### Exercise 1
Name the four audio formats listed in the passage on digital audio above the heading "Tracks, Files and Editing".
### Exercise 2
Print everything in the passage on digital audio from "- MP3: Compressed" down to "a single track.".

### Given text
+===+
Sampling Depth: Measured in bits per sample indicates the number of data points of audio. An 8-bit sample depth indicates a 2^8 = 256 distinct amplitudes for each audio sample. Higher the sample depth, better the quality. This is analogous to image processing where higher number of bits indicate higher quality.
Sine wave: Curve representing periodic oscillations of constant amplitude. Considered the most fundamental of sound. A sine wave can be easily recognized by the ear. Since sine waves consist of a single frequency, it’s used to depict/test audio.
In 1822, French mathematician Joseph Fourier discovered that sinusoidal waves can be used as simple building blocks to describe and approximate any periodic waveform, including square waves. Fourier used it as an analytical tool in the study of waves and heat flow. It is frequently used in signal processing and the statistical analysis of time series.
- Wave: Uncompressed at chosen bit rate and sampling speed. Takes up memory and space.
- AIFF: Audio Interchange File Format (AIFF): Uncompressed file format (originally from Apple). High level of device compatibility and used in situations for mastering files for audio captured live digitally.
- MP3: Compressed Audio layer of the larger MPEG video file format.Smaller sizes and poorer quality that the formats above. Compresses data using a 128 kbit/s setting that results in a file about 1/11th of the size of the data.
- MIDI: Musical Instrument Digital Interface – commonly defined as a set of instructions instructing the computers sound card on creating music.Small in size and control notes of each instrument, loudness, scale, pitch etc.
Tracks, Files and Editing
- Cycling: Usually refers to musical cycles formed by a group of cycles.Useful for arrangements and re-arrangements
- Comping: Process where you use the best parts of multiple takes and piece them together for one take.DAWS such as ProTools allow multiple takes that are stocked in a folder in a single track.
+===+
(Collected data entries)

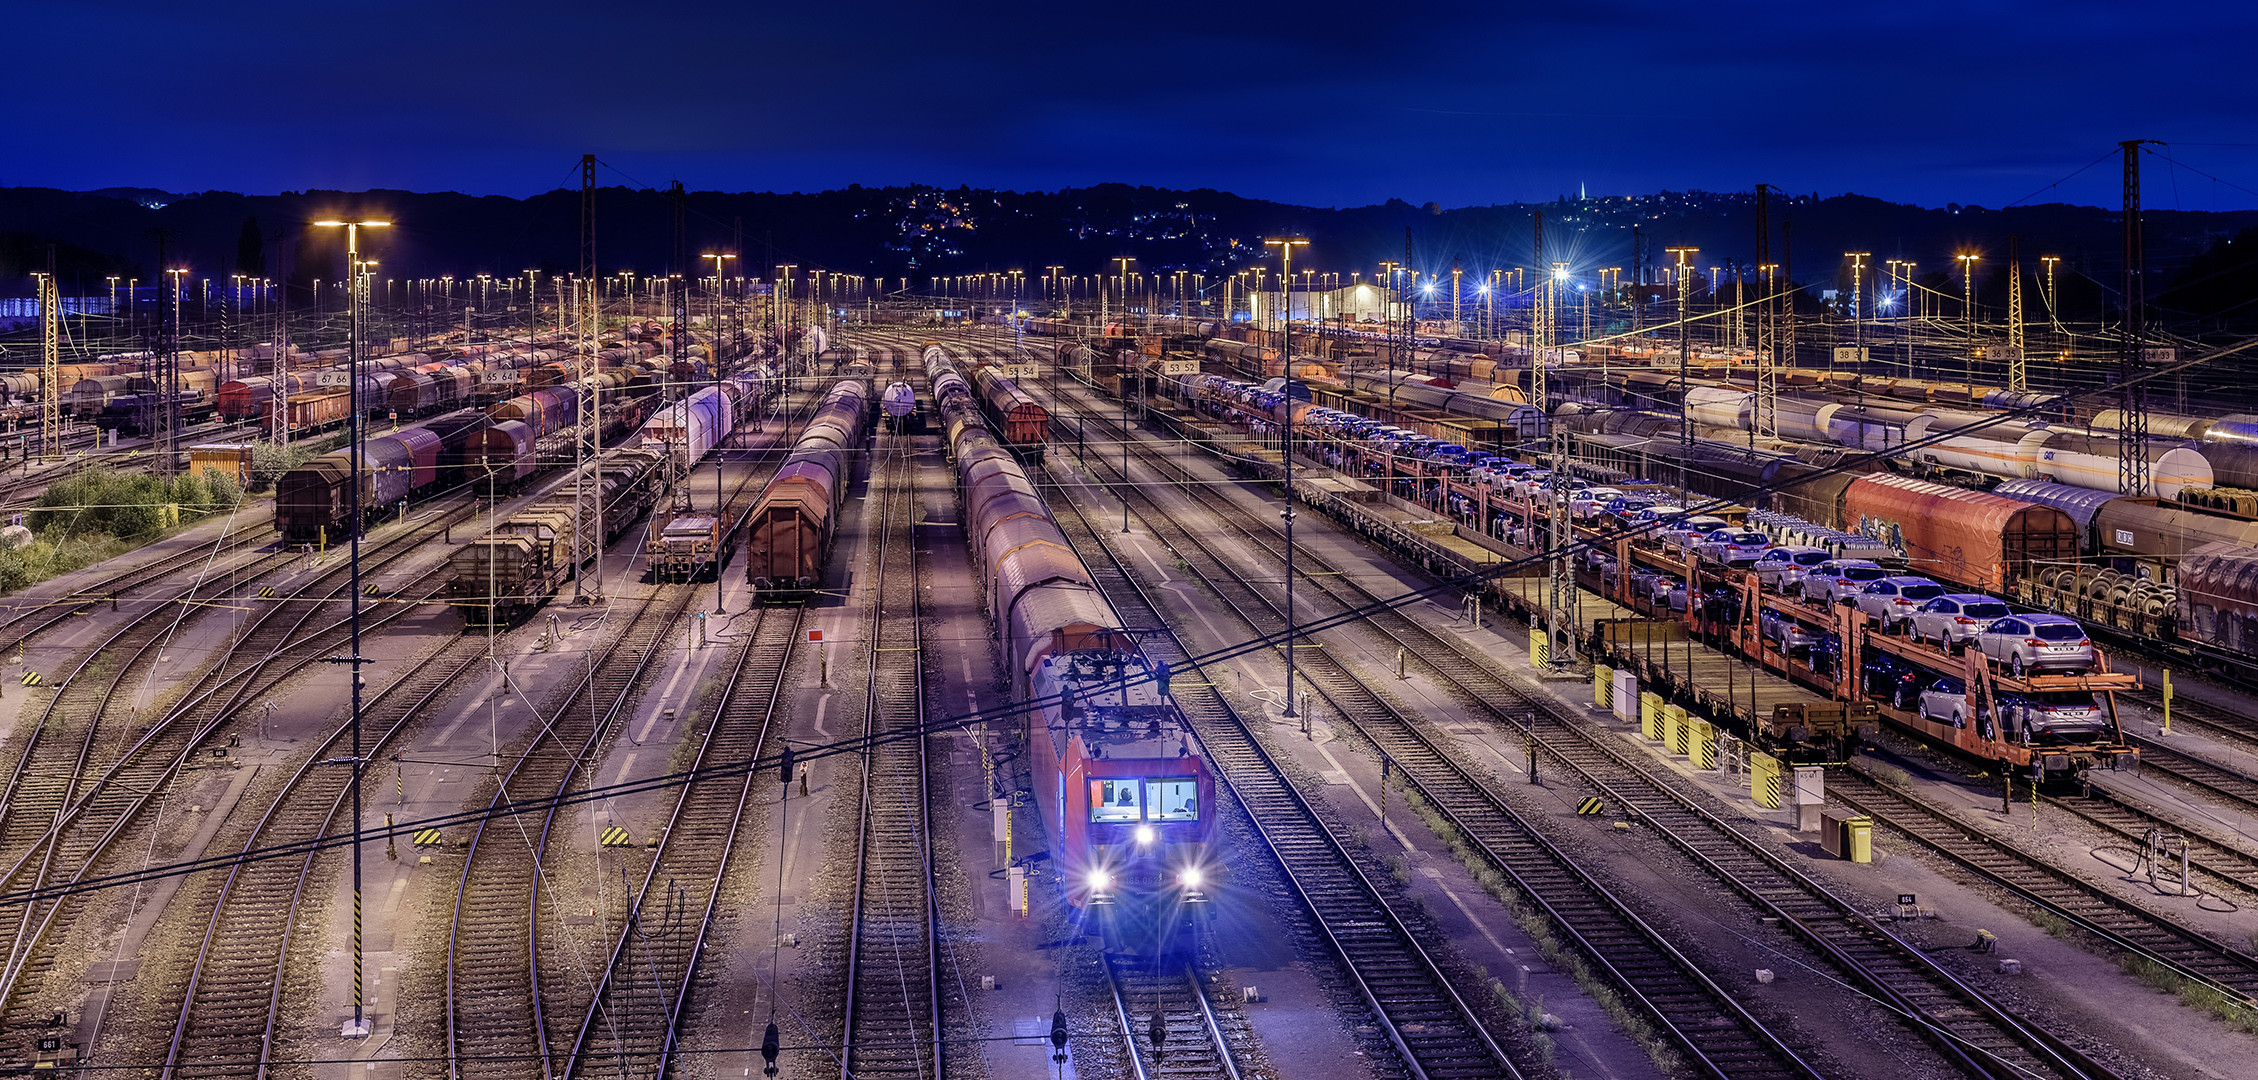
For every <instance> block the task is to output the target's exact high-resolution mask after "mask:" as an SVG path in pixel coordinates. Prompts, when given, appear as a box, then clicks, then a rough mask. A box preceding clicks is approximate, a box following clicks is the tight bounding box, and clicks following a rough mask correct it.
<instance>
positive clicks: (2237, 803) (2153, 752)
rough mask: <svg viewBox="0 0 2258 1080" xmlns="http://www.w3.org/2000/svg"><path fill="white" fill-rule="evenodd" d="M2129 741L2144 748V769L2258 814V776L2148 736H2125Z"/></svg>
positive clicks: (2133, 744) (2251, 811) (2142, 752)
mask: <svg viewBox="0 0 2258 1080" xmlns="http://www.w3.org/2000/svg"><path fill="white" fill-rule="evenodd" d="M2125 741H2129V743H2132V746H2136V748H2141V768H2143V770H2156V773H2163V775H2168V777H2172V779H2177V782H2181V784H2188V786H2193V789H2197V791H2204V793H2208V795H2213V798H2217V800H2220V802H2226V804H2231V807H2233V809H2238V811H2242V813H2258V777H2251V775H2247V773H2240V770H2233V768H2226V766H2220V764H2213V761H2204V759H2202V757H2195V755H2190V752H2186V750H2179V748H2174V746H2170V743H2163V741H2159V739H2150V737H2145V734H2125Z"/></svg>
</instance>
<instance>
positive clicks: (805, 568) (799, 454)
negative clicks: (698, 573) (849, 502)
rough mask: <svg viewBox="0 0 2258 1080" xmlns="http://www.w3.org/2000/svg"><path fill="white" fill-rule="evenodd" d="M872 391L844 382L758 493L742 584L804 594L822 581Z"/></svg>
mask: <svg viewBox="0 0 2258 1080" xmlns="http://www.w3.org/2000/svg"><path fill="white" fill-rule="evenodd" d="M867 402H869V386H867V384H865V382H860V380H844V382H840V384H838V386H833V389H831V393H829V395H826V398H824V404H822V409H817V411H815V418H813V420H808V427H806V432H802V436H799V443H797V445H795V447H793V456H790V459H786V463H784V468H781V470H777V474H774V477H772V479H770V481H768V488H763V490H761V499H759V502H754V506H752V513H750V515H747V520H745V578H747V581H752V587H754V590H761V592H806V590H813V587H815V583H820V581H822V574H824V560H826V558H829V547H831V538H833V533H835V529H838V511H840V502H842V499H844V497H847V484H849V479H851V477H849V450H851V447H856V445H860V441H863V432H865V423H867V418H869V409H867Z"/></svg>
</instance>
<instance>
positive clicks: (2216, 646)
mask: <svg viewBox="0 0 2258 1080" xmlns="http://www.w3.org/2000/svg"><path fill="white" fill-rule="evenodd" d="M2177 606H2179V612H2177V615H2179V637H2181V639H2186V642H2190V644H2197V646H2206V648H2217V651H2226V653H2238V655H2244V657H2249V655H2258V549H2251V547H2242V545H2233V542H2215V545H2204V547H2197V549H2195V551H2188V556H2186V558H2181V560H2179V596H2177Z"/></svg>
+===+
### Exercise answer 1
Wave, AIFF, MP3, MIDI

### Exercise answer 2
- MP3: Compressed Audio layer of the larger MPEG video file format.Smaller sizes and poorer quality that the formats above. Compresses data using a 128 kbit/s setting that results in a file about 1/11th of the size of the data.
- MIDI: Musical Instrument Digital Interface – commonly defined as a set of instructions instructing the computers sound card on creating music.Small in size and control notes of each instrument, loudness, scale, pitch etc.
Tracks, Files and Editing
- Cycling: Usually refers to musical cycles formed by a group of cycles.Useful for arrangements and re-arrangements
- Comping: Process where you use the best parts of multiple takes and piece them together for one take.DAWS such as ProTools allow multiple takes that are stocked in a folder in a single track.